» DATASET RECORDS
------------------------------------------------------------

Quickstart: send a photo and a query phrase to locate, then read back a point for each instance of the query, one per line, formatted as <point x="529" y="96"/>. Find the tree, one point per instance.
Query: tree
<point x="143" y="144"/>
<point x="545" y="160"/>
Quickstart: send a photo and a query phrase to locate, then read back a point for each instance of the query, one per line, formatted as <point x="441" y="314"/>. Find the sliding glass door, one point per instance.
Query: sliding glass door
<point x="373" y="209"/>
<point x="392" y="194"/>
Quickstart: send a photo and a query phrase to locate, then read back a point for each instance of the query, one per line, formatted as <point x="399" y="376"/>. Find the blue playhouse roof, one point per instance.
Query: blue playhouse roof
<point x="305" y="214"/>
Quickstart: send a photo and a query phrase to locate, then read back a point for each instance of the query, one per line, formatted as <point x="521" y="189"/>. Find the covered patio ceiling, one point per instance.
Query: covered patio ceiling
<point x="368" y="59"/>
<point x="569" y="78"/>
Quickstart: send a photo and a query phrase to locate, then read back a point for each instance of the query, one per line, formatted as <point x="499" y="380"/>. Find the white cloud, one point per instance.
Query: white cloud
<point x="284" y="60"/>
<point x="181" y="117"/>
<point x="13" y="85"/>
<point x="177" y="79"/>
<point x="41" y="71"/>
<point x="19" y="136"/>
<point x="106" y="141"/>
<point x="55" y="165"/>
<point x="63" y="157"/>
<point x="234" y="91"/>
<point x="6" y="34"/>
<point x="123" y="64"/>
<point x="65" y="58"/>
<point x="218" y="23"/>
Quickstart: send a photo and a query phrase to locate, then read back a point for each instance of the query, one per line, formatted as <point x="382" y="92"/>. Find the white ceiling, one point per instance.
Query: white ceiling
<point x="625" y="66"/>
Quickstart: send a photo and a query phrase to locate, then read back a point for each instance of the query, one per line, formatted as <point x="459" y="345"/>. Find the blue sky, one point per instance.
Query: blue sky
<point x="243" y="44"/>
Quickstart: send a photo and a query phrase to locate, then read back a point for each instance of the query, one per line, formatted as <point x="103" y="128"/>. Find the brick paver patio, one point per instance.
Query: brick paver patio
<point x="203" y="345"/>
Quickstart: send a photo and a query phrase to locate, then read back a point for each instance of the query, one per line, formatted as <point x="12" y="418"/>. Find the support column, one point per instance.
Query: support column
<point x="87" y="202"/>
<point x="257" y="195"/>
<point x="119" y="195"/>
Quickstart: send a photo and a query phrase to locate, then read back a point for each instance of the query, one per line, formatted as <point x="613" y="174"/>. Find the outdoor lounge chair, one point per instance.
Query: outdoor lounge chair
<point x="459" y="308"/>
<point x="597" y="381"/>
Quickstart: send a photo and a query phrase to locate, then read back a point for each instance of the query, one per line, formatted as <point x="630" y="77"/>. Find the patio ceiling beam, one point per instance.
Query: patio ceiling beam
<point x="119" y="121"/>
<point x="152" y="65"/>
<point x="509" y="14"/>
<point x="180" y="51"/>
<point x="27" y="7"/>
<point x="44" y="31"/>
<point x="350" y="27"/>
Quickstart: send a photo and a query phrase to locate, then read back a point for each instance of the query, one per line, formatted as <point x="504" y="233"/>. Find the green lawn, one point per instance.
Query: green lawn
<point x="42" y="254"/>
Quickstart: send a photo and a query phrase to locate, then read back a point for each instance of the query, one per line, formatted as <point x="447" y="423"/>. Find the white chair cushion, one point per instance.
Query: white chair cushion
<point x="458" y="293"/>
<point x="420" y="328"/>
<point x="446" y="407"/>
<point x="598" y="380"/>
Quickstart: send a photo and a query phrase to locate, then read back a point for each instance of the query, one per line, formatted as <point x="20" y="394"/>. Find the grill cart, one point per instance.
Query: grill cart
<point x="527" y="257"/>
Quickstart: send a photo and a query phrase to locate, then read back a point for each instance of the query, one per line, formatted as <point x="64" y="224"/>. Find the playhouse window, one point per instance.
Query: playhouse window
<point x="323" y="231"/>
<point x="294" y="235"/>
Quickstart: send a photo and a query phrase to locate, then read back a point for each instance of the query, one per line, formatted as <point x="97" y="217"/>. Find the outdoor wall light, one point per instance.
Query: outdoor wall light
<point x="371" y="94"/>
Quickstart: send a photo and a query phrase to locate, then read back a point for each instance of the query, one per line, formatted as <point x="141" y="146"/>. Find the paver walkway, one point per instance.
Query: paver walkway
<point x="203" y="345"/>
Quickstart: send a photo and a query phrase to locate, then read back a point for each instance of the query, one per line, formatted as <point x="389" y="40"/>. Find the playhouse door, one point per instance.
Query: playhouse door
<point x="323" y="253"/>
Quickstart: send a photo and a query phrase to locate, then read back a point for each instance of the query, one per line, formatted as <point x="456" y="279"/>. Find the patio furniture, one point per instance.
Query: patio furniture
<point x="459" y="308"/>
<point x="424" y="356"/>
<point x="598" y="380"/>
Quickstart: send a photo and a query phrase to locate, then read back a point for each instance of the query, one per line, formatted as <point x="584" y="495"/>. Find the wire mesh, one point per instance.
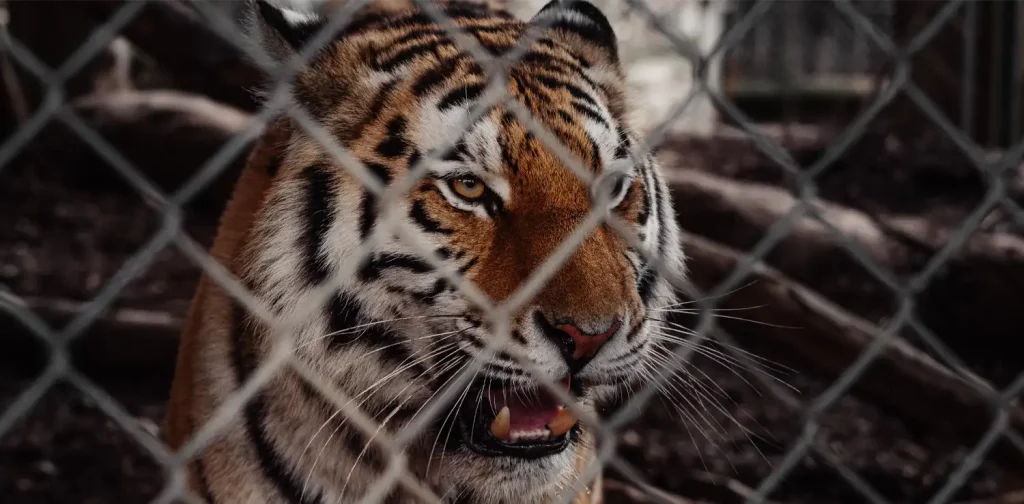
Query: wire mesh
<point x="171" y="234"/>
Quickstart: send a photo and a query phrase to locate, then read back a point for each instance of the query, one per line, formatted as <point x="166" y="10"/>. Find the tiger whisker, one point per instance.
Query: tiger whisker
<point x="763" y="364"/>
<point x="700" y="388"/>
<point x="371" y="324"/>
<point x="720" y="296"/>
<point x="365" y="394"/>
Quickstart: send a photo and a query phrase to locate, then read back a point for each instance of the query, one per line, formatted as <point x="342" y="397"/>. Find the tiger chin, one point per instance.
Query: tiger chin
<point x="391" y="88"/>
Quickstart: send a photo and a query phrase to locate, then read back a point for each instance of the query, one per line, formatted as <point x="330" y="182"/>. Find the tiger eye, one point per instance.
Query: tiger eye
<point x="468" y="187"/>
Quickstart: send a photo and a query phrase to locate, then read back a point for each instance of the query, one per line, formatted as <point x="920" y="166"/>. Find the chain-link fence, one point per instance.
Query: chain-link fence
<point x="991" y="418"/>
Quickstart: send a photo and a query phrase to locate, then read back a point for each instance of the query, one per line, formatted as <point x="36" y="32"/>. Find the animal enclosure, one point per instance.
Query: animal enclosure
<point x="855" y="251"/>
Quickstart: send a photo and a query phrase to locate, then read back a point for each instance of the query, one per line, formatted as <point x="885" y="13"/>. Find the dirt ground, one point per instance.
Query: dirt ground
<point x="66" y="242"/>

------------------------------------------------------------

» PROBLEM TO WORK ON
Quote the data above in full, leaving out the pictures it holds.

» ANSWER FOR THE TASK
Quickstart: send a photo and a query phrase to locate, then read back a point for each instance of the query, one per line, formatted as <point x="529" y="96"/>. Find the tree, one point per instance.
Query: tree
<point x="143" y="144"/>
<point x="545" y="160"/>
Quickstart: send a photo and a query phrase to locate, then read back a point for each instance of the query, one per line, formatted as <point x="441" y="314"/>. Find the sliding glass door, one point per instance.
Query: sliding glass door
<point x="373" y="209"/>
<point x="392" y="194"/>
Quickstart: send a photo and a query phrase to locate, then read back a point for each instance of the query, one per line, formatted as <point x="399" y="376"/>. Find the blue playhouse roof, one point per instance.
Query: blue playhouse roof
<point x="305" y="214"/>
Quickstart: send a photo and a query phrase to locate, then read back a point for each instance of the query, one per line, formatted as <point x="521" y="189"/>. Find the covered patio ceiling, one point per instance.
Query: covered patio ceiling
<point x="368" y="59"/>
<point x="569" y="78"/>
Quickstart: send a photo and a query phrase to locate, then read back a point for each instance of the query, one per line, formatted as <point x="499" y="380"/>. Find the white cloud, one point per instance.
Query: white cloud
<point x="284" y="60"/>
<point x="181" y="117"/>
<point x="13" y="85"/>
<point x="177" y="79"/>
<point x="41" y="71"/>
<point x="19" y="136"/>
<point x="106" y="141"/>
<point x="55" y="165"/>
<point x="63" y="157"/>
<point x="234" y="91"/>
<point x="6" y="34"/>
<point x="123" y="64"/>
<point x="65" y="58"/>
<point x="218" y="23"/>
Quickstart: send a photo and a query phrase to locate, then read back a point for each instance of the query, one per line, formatted as <point x="382" y="92"/>. Find the white ceiling, one point per instance.
Query: white ceiling
<point x="625" y="66"/>
Quickstart: send a photo and a query phrase to locate, then read back a point for each instance of the query, one per line, formatted as <point x="459" y="345"/>. Find the blue sky, one point per instance.
Query: blue sky
<point x="243" y="44"/>
Quickstart: send a photo and a query phrase to locate, then read back a point for each instance of the query, one per line, formatted as <point x="103" y="128"/>. Find the brick paver patio, one point per instance.
Query: brick paver patio
<point x="203" y="345"/>
Quickstart: send a photo and a query phrase to locate, then read back a point for each instance of the query, one per line, formatted as <point x="12" y="418"/>. Find the support column, one point per instance.
Query: support column
<point x="87" y="202"/>
<point x="257" y="195"/>
<point x="119" y="195"/>
Quickstart: send a photo and a query phrase to locate, then read back a point for each instance of the query, one per line, formatted as <point x="613" y="174"/>. Find the outdoor lounge chair, one point per instance.
Query: outdoor lounge chair
<point x="459" y="308"/>
<point x="597" y="381"/>
Quickstart: send a photo and a query phrase to locate, then read back a point for each instance of the query, one per line, formatted as <point x="630" y="77"/>. Find the patio ceiling beam, one point per instance.
Query: patio ceiling beam
<point x="119" y="121"/>
<point x="152" y="65"/>
<point x="509" y="14"/>
<point x="180" y="51"/>
<point x="27" y="7"/>
<point x="44" y="31"/>
<point x="350" y="27"/>
Quickstart: send a photo and a query phrase to locate, then read back a point for each instance of the query, one per line, formatted as <point x="504" y="233"/>. Find the green lawn, one point per instance.
Query: green lawn
<point x="42" y="254"/>
Quickstart: send a photo and a query phrase to locate, then read back a point for each instance of the query, one per line, formatted as <point x="447" y="423"/>. Find the white chair cushion, one point per instance.
Query: white chair cushion
<point x="458" y="293"/>
<point x="420" y="328"/>
<point x="446" y="407"/>
<point x="598" y="380"/>
Quickstart: send a photo and a query phrase to locate, then read back a point for each instance of the query, one per line, formatted as <point x="20" y="394"/>. Find the grill cart, one point per instance.
Query: grill cart
<point x="527" y="257"/>
Quickstart: send a photo and a query phrase to locate, then read back a point for each instance of the query, one per line, formatted as <point x="64" y="224"/>. Find the playhouse window, one point per instance.
Query: playhouse window
<point x="323" y="231"/>
<point x="294" y="235"/>
Quickstart: send a photo and a query phrase to locate, then read back a point for each instance of the query, one per line, formatted as <point x="97" y="217"/>. Find the outdoor wall light, one point per instance.
Query: outdoor wall light
<point x="371" y="94"/>
Quickstart: send a photo and a query phrase to locate, then read back a point for each instance of the query, one per line, formatted as <point x="141" y="146"/>. Find the paver walkway, one point per instance.
Query: paver walkway
<point x="203" y="345"/>
Quickstart: send a photo and a query phrase to locate, then read back a point for each instance of the query, one per line, formatted as <point x="389" y="40"/>. Find the playhouse door, one point per instance.
Query: playhouse door
<point x="323" y="253"/>
Quickstart: send a photo and a query phrase to locate, then read back a point for each instance of the query, one per line, formatted as <point x="456" y="279"/>. Find the patio furniture, one point per instance.
Query: patio furniture
<point x="459" y="308"/>
<point x="424" y="356"/>
<point x="598" y="380"/>
Quickstart: send a photo and a query phrase to locate, then read back a point for each instance of the query, one per line, formatted as <point x="584" y="495"/>. Find the wire mesh, one point per instance.
Query: wire mesh
<point x="171" y="234"/>
Quickstart: send a photo and a query phrase to locate, then read back a point for each instance of the query, one per line, formatted as <point x="166" y="10"/>. Find the tiger whisker, one point per instance.
Query: tiger whisker
<point x="763" y="364"/>
<point x="700" y="388"/>
<point x="371" y="324"/>
<point x="720" y="296"/>
<point x="365" y="394"/>
Quickstart: send a photo and a query phrase to locate, then read back a point for each instance of the query, one per line, formatted as <point x="342" y="397"/>. Find the tiger chin, one point per instance.
Query: tiger chin
<point x="391" y="88"/>
Quickstart: send a photo and a query phrase to locate, then read back a point for each instance of the query, one per line, formatted as <point x="330" y="182"/>. Find the tiger eye, one point per instance.
Query: tiger eye
<point x="468" y="187"/>
Quickstart: send a photo and a query phrase to locate, then read back a point for each instance of the query, one per line, formatted as <point x="920" y="166"/>. Find the chain-link fence, one point per instance.
Query: chain-link fence
<point x="991" y="418"/>
Quickstart: send a photo and a query phrase to locate, then read back a point for each instance of the query, one per line, formatted as <point x="36" y="32"/>. Find the animal enclosure, one point per instance.
Query: animal enclosure
<point x="855" y="251"/>
Quickstart: send a photo and a query phrase to locate, then read back a point for each instance of the query, one per line, formatted as <point x="885" y="13"/>. Find the dirt ground, one point per instance.
Query: dirt ground
<point x="66" y="242"/>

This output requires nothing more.